[DATA ROWS]
===

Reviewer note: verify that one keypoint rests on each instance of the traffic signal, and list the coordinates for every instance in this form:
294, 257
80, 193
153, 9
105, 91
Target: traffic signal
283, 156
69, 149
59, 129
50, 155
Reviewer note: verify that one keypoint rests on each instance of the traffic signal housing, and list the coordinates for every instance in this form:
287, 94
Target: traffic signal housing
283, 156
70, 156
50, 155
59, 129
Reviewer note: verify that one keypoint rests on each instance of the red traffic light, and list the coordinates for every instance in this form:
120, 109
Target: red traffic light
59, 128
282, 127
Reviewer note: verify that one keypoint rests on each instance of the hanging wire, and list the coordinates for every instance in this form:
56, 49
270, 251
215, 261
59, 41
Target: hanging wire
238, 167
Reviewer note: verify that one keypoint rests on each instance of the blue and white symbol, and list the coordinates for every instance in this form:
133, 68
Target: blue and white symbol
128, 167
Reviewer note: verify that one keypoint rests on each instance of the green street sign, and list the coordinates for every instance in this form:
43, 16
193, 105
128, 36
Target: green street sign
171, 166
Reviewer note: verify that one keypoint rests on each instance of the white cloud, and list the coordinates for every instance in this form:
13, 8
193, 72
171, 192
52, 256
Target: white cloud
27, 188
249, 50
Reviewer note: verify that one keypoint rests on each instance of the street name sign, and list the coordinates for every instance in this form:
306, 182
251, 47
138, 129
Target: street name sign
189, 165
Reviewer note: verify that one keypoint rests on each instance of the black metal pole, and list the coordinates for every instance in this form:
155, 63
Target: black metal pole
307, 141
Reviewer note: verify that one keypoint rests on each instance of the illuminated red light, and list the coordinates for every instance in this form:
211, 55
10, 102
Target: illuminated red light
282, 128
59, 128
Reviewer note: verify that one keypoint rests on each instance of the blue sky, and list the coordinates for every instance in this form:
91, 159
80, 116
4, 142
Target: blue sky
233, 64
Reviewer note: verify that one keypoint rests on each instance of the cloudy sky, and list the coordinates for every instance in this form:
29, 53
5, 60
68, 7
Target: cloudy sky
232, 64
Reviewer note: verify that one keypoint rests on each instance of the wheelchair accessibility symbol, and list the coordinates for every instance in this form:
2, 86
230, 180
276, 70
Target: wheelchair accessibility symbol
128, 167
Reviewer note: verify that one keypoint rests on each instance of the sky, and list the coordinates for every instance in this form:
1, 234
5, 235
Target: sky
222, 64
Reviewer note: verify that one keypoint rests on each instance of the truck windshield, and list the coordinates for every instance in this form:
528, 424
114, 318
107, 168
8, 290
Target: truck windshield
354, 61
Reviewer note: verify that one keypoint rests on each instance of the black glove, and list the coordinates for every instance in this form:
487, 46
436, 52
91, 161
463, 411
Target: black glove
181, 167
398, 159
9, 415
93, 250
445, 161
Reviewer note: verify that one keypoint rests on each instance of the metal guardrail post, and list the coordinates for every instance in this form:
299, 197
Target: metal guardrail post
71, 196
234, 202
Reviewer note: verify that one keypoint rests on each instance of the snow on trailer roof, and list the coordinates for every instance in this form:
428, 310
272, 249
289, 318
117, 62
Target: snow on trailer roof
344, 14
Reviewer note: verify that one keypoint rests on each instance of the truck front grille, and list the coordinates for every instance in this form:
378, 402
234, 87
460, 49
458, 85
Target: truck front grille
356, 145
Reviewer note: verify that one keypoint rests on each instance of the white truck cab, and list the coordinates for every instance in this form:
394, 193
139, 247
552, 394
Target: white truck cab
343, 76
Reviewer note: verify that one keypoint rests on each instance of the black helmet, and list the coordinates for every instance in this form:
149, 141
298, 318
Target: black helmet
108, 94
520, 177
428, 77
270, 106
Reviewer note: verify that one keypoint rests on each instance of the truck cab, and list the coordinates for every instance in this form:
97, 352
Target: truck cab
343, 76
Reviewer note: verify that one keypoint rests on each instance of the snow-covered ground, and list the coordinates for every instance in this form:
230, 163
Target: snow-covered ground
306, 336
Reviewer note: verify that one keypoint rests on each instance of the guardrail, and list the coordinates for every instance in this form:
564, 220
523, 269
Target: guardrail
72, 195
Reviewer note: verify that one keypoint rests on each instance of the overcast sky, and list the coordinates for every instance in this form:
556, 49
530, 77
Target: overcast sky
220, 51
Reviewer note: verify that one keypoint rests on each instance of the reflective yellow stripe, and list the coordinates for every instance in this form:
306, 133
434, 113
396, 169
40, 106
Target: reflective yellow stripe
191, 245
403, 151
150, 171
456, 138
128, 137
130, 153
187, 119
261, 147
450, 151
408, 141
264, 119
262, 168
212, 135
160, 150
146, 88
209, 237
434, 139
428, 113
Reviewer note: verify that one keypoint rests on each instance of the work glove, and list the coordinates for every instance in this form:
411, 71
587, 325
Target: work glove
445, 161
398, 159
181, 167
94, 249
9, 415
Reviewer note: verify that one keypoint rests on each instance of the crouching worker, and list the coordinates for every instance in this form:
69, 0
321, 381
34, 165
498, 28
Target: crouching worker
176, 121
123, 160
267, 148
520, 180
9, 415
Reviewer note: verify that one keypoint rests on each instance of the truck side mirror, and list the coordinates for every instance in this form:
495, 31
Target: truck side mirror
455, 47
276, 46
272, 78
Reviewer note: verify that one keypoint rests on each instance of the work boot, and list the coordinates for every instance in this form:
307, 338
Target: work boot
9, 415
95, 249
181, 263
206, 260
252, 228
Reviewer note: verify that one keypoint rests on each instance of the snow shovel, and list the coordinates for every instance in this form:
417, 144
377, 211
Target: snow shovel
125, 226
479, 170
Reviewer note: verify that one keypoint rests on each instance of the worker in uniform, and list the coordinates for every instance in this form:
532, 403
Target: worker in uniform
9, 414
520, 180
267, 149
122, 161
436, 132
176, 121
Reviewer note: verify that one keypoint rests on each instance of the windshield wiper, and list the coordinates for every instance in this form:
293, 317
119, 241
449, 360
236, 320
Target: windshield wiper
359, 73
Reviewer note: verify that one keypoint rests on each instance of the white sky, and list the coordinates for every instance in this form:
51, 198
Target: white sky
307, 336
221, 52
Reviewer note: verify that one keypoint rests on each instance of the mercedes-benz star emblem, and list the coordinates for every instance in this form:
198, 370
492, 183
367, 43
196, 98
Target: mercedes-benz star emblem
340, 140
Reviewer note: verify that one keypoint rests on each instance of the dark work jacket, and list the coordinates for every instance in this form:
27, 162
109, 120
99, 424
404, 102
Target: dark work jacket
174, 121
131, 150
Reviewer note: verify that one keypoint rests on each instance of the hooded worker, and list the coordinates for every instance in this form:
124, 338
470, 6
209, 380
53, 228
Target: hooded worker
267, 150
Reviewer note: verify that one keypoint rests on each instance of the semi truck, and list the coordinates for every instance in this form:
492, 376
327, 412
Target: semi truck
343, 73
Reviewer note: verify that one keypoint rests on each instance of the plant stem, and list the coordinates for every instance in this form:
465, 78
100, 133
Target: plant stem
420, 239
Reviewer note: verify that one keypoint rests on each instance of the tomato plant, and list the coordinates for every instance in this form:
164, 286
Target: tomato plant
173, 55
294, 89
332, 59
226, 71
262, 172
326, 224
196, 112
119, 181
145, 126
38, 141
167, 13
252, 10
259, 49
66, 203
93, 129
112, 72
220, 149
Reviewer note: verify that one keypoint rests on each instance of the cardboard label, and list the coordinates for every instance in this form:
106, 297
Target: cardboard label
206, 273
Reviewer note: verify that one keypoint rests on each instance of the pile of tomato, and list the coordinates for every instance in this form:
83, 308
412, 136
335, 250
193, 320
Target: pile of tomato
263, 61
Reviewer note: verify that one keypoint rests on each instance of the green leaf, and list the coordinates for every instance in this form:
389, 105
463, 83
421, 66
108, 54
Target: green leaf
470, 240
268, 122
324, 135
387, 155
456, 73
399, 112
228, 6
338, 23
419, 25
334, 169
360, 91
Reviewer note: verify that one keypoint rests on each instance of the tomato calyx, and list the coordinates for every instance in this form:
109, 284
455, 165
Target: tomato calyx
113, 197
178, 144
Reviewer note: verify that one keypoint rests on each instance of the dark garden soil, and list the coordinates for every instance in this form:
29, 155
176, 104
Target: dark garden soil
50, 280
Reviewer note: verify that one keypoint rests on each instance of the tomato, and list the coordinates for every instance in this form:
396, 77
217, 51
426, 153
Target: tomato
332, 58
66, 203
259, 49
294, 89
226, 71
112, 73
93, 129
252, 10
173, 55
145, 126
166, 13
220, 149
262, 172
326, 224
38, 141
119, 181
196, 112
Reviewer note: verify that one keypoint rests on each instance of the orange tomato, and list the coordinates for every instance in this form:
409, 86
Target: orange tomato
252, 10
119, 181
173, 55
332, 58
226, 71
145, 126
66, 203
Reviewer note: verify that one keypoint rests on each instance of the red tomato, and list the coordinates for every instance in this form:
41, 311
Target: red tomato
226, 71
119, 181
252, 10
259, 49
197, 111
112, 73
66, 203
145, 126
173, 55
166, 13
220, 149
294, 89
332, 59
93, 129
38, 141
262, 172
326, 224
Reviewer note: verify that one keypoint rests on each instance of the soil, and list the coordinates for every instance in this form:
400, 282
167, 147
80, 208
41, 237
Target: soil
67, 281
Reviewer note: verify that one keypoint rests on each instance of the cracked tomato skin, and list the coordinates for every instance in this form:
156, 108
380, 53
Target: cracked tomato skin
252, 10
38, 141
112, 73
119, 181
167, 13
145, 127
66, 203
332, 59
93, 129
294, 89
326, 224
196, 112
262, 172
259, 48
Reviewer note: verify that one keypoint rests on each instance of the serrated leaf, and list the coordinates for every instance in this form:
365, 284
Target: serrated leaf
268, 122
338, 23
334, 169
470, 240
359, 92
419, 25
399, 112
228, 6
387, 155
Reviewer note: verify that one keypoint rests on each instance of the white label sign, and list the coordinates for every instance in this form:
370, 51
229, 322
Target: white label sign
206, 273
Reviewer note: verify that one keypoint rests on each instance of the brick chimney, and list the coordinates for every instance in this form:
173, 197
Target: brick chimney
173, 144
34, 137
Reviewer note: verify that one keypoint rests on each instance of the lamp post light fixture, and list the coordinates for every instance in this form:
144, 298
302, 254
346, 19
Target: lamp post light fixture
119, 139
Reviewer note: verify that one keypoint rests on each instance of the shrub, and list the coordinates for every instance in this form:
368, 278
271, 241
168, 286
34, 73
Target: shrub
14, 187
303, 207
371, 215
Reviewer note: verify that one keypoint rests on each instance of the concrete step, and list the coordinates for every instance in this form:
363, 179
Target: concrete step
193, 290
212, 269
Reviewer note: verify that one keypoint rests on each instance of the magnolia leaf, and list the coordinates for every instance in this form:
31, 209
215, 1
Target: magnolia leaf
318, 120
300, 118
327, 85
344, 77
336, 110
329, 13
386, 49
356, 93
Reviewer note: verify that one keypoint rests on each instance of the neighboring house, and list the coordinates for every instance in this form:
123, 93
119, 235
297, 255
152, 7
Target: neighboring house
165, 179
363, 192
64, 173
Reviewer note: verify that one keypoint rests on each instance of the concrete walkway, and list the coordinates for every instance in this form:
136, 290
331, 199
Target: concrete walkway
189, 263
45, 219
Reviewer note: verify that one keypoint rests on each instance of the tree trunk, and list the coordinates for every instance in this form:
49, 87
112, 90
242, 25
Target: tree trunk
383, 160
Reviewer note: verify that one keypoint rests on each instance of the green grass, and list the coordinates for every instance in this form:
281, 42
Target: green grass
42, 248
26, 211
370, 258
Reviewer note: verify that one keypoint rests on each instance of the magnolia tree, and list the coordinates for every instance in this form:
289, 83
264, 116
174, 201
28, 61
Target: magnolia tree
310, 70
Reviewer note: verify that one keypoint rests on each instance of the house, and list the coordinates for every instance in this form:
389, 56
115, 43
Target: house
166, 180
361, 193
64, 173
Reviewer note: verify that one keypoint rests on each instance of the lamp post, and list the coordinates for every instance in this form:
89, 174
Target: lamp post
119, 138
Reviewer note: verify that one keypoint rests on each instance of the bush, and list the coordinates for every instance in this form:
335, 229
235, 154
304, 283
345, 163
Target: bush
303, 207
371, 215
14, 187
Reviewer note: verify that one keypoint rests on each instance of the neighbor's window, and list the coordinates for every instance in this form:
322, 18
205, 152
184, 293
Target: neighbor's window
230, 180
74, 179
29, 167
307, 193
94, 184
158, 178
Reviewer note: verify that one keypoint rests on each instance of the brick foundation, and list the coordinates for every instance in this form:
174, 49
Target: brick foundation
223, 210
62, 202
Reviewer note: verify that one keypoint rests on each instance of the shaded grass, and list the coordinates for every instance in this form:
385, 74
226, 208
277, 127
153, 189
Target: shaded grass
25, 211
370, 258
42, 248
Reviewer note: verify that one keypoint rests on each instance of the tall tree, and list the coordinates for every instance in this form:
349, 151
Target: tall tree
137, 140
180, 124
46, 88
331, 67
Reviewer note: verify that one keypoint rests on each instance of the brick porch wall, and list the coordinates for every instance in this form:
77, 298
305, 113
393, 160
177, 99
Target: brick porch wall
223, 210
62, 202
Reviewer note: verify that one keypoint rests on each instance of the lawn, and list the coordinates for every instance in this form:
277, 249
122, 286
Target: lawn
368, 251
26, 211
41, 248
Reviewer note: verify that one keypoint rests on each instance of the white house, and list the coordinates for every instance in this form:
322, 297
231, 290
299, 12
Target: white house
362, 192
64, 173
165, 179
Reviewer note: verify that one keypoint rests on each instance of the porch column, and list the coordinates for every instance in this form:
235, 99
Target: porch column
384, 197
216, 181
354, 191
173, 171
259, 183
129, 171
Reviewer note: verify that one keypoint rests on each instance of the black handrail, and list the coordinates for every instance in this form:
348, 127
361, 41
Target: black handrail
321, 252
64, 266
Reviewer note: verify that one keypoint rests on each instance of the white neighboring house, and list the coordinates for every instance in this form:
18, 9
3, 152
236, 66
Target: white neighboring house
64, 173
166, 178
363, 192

===

[STATED GOAL]
Format each line from the one containing "black handrail, and" through the end of the records as a JSON list of strings, one string per line, with blank lines left out.

[CORRECT RESULT]
[
  "Reviewer note: verify that one keypoint rests on each instance of the black handrail, and list the coordinates for every instance in this form:",
  "348, 127",
  "361, 41",
  "Target: black handrail",
  "321, 252",
  "64, 266",
  "Reviewer note: verify that one keypoint rests on each instance of the white neighboring house, and list the coordinates for every instance in this form:",
  "18, 9",
  "3, 152",
  "236, 66",
  "Target: white neighboring house",
  "64, 173",
  "166, 178",
  "363, 192"
]